(Records from a data collection)
====================

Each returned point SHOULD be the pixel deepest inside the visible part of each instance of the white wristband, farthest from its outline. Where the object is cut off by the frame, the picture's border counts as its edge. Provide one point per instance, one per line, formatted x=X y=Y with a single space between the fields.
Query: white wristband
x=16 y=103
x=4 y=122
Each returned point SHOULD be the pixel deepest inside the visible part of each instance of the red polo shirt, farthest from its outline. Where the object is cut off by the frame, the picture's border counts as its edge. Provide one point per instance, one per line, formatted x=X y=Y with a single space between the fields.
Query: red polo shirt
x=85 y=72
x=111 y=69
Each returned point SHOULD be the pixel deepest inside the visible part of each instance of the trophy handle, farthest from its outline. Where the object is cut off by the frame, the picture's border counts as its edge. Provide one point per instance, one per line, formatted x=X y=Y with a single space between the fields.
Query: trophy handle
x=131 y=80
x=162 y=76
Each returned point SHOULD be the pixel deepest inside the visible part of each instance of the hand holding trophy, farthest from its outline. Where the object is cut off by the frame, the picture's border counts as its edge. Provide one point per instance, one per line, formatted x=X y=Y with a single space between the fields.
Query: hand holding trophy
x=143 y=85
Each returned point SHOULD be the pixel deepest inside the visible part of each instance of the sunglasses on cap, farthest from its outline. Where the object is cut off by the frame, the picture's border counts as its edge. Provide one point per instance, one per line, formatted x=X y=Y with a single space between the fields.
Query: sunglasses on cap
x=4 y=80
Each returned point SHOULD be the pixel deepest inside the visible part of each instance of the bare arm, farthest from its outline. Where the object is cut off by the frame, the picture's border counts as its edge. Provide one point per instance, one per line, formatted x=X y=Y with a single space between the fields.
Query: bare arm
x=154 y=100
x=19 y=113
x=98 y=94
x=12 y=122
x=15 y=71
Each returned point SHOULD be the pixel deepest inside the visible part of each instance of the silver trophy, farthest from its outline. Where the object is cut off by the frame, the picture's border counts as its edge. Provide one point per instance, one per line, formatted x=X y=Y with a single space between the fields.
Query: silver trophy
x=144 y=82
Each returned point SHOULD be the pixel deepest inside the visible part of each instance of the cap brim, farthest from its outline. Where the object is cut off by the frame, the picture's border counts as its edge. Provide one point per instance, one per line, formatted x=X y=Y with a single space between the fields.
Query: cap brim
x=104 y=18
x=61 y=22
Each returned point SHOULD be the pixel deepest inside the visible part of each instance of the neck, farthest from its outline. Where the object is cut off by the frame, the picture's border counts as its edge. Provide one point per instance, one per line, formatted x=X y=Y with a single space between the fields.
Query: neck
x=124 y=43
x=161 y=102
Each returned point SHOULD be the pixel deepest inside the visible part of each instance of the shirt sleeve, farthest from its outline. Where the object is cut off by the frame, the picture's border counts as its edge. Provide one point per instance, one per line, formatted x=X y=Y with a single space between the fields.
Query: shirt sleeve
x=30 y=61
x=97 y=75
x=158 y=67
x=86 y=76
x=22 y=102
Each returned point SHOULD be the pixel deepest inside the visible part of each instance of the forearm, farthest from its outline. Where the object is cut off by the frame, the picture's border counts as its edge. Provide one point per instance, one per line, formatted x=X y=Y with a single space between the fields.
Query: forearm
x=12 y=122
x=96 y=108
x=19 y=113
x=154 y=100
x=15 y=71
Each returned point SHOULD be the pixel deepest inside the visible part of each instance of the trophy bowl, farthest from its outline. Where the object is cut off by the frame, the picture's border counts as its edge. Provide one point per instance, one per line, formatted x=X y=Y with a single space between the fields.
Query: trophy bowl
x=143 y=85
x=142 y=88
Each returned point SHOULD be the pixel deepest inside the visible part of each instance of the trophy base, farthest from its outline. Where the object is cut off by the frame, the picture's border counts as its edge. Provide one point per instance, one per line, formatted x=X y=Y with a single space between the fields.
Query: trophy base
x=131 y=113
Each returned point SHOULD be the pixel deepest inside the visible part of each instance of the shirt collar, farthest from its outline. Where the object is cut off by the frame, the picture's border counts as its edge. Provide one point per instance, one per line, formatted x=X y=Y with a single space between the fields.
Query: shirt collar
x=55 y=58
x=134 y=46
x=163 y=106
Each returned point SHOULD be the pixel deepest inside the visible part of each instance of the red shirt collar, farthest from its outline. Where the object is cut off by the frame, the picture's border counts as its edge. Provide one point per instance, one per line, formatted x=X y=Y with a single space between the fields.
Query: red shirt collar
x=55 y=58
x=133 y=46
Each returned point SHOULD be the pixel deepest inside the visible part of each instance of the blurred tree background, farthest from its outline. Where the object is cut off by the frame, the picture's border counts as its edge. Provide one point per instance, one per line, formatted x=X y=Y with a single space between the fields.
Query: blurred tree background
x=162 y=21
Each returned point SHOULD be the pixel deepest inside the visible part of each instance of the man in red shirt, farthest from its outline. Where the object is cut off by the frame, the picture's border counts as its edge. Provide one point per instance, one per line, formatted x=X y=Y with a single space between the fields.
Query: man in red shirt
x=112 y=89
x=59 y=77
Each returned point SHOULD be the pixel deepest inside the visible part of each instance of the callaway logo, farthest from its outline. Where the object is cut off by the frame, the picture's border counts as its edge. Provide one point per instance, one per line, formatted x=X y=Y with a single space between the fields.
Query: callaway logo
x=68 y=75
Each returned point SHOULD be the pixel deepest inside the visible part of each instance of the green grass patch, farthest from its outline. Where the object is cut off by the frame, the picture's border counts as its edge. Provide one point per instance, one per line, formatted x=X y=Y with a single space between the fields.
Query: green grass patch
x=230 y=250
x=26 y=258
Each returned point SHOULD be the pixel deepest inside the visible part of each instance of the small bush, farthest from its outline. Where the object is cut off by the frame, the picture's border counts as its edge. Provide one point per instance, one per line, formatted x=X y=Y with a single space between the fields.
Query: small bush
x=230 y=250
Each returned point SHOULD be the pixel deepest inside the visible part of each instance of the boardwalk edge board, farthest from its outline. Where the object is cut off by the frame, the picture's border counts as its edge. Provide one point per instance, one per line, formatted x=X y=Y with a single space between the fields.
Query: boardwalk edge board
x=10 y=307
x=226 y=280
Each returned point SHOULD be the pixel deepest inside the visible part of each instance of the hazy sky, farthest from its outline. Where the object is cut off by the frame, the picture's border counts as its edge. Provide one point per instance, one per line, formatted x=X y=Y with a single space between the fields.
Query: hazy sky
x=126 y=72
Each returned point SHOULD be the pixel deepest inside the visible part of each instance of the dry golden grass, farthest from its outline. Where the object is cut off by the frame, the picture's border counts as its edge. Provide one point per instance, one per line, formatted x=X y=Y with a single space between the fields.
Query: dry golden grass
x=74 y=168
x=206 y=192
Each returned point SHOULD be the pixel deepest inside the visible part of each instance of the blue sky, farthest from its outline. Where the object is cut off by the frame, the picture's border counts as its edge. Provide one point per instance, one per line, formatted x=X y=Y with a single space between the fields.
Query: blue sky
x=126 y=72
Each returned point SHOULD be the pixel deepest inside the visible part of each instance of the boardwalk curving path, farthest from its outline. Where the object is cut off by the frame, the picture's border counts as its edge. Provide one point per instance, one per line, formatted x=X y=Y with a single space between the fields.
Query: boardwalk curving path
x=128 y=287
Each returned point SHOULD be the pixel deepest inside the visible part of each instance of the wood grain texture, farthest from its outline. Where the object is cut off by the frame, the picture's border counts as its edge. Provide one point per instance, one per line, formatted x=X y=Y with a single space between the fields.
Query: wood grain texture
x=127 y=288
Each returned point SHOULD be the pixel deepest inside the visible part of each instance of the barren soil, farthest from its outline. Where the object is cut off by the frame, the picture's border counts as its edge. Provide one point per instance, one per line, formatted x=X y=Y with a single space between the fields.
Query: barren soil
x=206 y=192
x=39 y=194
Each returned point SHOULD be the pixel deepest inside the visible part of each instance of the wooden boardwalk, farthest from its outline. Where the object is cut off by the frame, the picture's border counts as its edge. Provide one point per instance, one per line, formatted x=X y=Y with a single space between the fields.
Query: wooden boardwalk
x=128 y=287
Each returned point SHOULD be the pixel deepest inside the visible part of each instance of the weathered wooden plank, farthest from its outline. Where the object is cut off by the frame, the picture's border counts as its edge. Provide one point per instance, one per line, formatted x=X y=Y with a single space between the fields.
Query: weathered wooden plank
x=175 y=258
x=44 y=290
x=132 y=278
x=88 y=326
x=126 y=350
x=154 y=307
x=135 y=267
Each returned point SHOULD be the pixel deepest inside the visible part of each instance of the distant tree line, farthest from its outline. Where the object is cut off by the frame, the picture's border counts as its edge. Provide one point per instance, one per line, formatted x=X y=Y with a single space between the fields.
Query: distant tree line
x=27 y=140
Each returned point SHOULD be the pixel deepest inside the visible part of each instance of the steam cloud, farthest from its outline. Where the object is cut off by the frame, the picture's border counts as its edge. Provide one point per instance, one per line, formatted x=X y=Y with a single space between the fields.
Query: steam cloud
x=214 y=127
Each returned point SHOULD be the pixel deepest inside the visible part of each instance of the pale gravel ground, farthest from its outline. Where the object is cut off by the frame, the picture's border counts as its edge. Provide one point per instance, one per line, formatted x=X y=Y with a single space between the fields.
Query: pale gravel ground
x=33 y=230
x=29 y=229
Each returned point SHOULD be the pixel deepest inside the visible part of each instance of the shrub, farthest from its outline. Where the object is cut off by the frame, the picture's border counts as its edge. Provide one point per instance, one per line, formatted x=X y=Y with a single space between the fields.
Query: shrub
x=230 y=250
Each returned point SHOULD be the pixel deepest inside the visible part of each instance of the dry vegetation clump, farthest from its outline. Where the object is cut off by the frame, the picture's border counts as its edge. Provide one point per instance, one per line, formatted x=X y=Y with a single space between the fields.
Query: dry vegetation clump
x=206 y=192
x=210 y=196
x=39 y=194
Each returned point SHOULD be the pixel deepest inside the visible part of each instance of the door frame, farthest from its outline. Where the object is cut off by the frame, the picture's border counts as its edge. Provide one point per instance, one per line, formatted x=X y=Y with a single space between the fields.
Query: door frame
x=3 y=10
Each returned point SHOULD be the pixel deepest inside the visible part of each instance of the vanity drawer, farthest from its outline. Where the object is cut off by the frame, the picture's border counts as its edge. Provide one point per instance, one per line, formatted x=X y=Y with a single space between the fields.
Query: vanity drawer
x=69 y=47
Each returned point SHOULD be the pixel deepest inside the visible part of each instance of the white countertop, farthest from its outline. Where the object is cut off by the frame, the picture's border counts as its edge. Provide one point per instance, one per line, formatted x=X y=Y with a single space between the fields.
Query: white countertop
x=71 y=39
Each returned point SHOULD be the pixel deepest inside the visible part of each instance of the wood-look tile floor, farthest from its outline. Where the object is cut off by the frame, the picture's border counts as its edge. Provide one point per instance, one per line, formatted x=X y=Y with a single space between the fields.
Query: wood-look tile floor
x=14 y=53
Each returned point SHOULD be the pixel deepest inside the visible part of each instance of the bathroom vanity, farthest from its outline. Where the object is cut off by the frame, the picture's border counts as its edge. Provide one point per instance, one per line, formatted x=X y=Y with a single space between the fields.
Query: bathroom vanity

====================

Problem to solve:
Turn the lines of the listing from the line with "the wood grain" up to and including the line with "x=127 y=288" into a numbered list, leaving out any blank lines.

Written response:
1. Each returned point SHOULD be the pixel deepest inside the visible part of each instance of the wood grain texture, farthest from its outline. Where the object is cut off by the frame, the picture's border counts as its edge. Provide one point per instance, one per line, formatted x=X y=Y with a single space between the fields.
2. Query: wood grain texture
3. x=127 y=288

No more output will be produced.